Supplied passage:
>>>

On September 14, 2010, the head of the Forensic Unit of the EFCC, Abdullahi Muazu, was assassinated in Kaduna. He had been actively involved in the trials of several heads of banks.

On July 6, 2020, Magu was arrested by operatives of the State Security Service and the Nigeria Police Force and driven to the Aso Villa where he was made to answer questions on alleged corruption against him. He was detained overnight and on July 7 was suspended from his position as chairman of the agency pending the completion of the investigation.

On July 10, 2020, President Muhammadu Buhari approved the immediate suspension of Ibrahim Magu as acting chairman of the Economic and Financial Crimes Commission (EFCC) in a statement issued by the Office of the Attorney-General of the Federation, Abubakar Malami. President Muhammadu Buhari also approved that the EFCC Director of Operations, Mohammed Umar Abba, should take charge and oversee the activities of the Commission pending the conclusion of the ongoing investigation and further directives.

In October 2024, the chairman of the EFCC, Ola Olukoyede, has challenged religious leaders in Nigeria to be more committed to the fight against corruption by preaching the right messages.

==Geographic structure==
The EFCC is structured into 16 zonal commands.

<<<

(Referring expression pointing data)
>>>

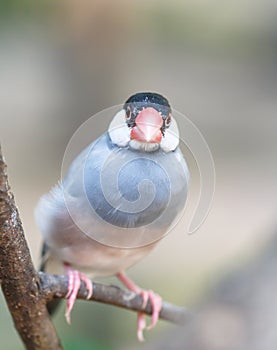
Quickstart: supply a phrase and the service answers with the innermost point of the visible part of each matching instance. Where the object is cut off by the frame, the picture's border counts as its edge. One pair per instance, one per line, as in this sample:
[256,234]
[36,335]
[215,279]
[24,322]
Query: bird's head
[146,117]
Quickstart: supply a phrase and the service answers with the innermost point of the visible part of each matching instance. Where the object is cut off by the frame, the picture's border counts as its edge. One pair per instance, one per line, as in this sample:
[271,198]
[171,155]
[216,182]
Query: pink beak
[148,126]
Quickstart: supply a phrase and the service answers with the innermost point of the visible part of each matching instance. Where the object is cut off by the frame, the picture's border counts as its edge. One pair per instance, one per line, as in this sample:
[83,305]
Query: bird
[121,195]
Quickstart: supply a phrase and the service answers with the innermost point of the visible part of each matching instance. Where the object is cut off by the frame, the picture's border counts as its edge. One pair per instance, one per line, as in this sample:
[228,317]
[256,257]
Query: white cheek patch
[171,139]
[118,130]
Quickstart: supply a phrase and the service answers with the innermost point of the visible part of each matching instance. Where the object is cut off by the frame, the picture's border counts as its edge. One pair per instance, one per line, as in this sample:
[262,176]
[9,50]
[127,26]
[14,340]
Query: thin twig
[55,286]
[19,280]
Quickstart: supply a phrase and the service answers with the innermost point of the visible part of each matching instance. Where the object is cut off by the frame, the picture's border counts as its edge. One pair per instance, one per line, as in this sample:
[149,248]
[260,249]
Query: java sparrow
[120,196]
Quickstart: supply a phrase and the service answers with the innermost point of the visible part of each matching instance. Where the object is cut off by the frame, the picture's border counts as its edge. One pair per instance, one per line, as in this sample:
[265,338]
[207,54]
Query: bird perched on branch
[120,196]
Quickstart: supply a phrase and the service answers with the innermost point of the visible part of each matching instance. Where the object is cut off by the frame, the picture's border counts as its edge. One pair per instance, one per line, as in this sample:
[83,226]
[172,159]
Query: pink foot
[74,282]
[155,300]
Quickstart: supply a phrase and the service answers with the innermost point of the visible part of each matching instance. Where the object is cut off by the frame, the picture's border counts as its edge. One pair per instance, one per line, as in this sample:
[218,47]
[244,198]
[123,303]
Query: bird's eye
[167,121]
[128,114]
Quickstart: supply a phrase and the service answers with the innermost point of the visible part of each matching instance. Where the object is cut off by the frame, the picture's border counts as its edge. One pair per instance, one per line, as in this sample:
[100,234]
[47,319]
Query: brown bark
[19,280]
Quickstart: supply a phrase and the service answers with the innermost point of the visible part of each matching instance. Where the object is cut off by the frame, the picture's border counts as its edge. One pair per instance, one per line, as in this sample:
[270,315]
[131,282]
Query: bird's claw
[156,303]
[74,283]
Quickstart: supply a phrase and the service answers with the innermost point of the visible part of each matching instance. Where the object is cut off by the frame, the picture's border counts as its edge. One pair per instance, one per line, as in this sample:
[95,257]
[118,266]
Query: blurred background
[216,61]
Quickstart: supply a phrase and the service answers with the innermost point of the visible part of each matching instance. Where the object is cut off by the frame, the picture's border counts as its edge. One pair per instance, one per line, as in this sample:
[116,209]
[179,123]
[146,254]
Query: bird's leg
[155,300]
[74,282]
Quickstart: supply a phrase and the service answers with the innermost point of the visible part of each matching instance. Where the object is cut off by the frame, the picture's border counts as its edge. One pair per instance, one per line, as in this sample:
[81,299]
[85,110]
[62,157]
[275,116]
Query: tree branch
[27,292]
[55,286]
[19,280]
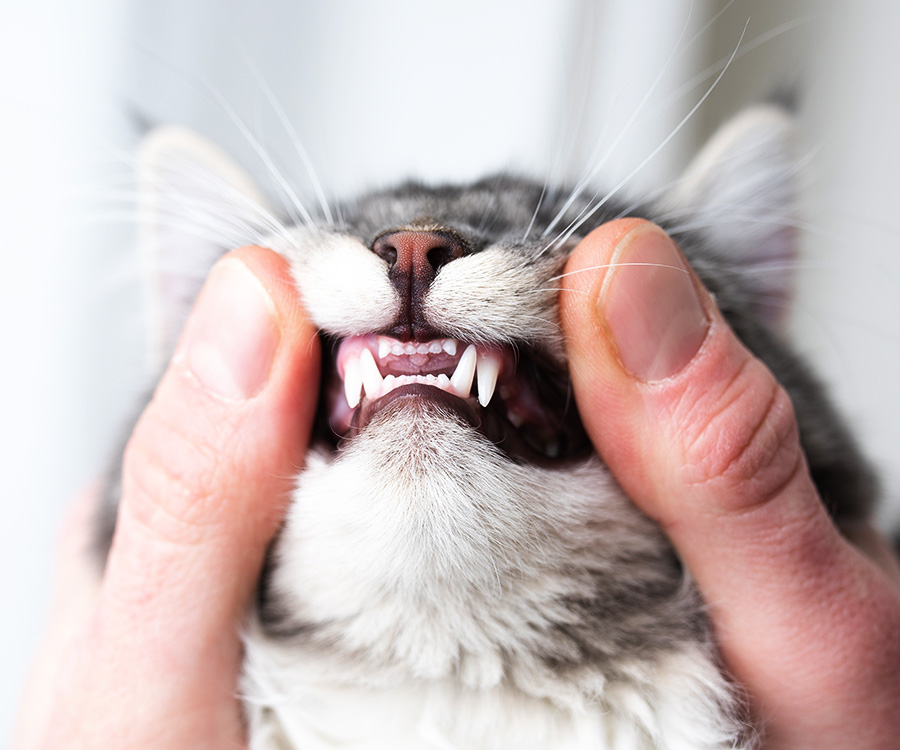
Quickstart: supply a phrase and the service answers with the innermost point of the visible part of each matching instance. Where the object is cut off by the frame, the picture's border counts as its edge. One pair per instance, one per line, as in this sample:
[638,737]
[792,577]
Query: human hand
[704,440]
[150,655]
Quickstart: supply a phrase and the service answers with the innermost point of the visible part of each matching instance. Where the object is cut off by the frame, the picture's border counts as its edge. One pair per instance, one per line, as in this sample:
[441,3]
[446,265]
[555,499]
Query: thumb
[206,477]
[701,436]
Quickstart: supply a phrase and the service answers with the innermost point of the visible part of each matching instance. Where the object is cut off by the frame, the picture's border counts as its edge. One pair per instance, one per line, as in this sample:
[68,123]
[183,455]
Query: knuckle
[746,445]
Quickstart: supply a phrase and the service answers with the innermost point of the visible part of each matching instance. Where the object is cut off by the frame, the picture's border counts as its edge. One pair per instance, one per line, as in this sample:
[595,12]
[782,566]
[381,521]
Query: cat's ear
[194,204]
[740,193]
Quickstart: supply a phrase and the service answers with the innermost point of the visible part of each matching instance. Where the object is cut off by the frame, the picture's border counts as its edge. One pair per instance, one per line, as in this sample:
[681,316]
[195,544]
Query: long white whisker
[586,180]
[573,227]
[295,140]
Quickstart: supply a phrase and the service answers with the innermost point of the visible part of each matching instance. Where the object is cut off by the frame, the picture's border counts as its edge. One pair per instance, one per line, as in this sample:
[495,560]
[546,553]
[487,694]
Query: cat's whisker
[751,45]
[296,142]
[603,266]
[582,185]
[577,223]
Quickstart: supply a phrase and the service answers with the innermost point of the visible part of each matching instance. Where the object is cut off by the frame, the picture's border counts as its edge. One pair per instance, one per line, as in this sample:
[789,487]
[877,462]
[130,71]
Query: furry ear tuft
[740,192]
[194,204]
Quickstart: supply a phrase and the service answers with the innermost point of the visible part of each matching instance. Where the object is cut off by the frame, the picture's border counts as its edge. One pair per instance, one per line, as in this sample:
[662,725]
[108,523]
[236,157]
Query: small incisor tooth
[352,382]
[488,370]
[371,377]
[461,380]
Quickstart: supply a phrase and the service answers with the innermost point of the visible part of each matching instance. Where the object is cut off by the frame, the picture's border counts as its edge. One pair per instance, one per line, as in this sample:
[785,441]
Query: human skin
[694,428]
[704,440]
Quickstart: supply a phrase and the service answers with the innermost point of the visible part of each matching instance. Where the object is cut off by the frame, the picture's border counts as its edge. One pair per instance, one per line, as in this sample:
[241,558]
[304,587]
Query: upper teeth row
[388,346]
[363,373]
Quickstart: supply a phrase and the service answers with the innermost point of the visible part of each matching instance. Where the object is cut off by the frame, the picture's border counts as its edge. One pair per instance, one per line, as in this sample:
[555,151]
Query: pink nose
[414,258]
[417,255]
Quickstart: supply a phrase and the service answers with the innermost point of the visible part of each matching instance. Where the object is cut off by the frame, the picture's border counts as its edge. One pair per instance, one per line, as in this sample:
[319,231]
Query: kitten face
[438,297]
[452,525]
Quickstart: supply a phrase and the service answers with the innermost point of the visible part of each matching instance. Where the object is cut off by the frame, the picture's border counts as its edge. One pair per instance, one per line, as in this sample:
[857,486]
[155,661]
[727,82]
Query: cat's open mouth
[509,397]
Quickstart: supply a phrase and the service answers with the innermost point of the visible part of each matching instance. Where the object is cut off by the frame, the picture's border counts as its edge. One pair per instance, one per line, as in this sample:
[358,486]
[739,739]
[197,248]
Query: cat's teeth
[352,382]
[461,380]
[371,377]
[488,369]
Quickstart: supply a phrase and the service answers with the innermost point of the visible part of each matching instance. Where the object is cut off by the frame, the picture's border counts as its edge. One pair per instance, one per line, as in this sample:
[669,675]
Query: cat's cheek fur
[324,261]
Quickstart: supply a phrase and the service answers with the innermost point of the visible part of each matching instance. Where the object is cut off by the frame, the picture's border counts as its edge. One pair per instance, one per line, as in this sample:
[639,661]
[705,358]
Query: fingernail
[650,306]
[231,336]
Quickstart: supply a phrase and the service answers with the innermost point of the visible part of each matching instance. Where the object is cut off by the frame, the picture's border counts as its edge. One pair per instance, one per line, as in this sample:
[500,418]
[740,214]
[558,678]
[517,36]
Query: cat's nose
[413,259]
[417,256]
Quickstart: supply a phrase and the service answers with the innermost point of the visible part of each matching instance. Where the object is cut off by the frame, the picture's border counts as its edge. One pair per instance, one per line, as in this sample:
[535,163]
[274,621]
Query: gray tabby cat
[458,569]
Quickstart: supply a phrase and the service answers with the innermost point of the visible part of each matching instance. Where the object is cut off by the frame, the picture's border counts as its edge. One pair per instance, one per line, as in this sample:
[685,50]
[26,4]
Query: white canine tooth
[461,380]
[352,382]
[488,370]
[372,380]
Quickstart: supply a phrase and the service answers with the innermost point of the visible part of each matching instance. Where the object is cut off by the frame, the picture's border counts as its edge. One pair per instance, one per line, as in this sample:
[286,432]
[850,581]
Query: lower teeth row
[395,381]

<<<

Brief 1: In the EFCC passage, who did President Muhammadu Buhari approve to oversee the Commission's activities after Ibrahim Magu's suspension?
Brief 2: Carry on writing the EFCC passage, picking up right after its final sentence.

Reply 1: Mohammed Umar Abba, the EFCC Director of Operations.

Reply 2:
- Corporate Headquarters
- Abuja Zonal Command
- Benin Zonal Command
- Enugu Zonal Command
- Gombe Zonal Command
- Ibadan Zonal Command
- Ilorin Zonal Command
- Kaduna Zonal Command
- Kano Zonal Command
- Lagos Zonal Command
- Maiduguri Zonal Command
- Makurdi Zonal Command
- Port Harcourt Zonal Command
- Sokoto Zonal Command
- Uyo Zonal Command
- Ekiti Zonal Command

==Eagle Eye app==
The Economic as Financial Crimes Commission launched an application on the 14th of July, 2021 called the "Eagle Eye App". The app was specifically crafted to simplify the process of reporting financial and economic crimes in Nigeria.

==EFCC Academy==
Formerly known as the Training and Research Institute, the EFCC Academy was established in 2005 with the initial mandate of training and capacity development of the EFCC staff until 2012 when its role was expanded to other law enforcement agencies, security agencies and anti-corruption bodies within and outside Nigeria. The EFCC Academy is located in Karu, Abuja.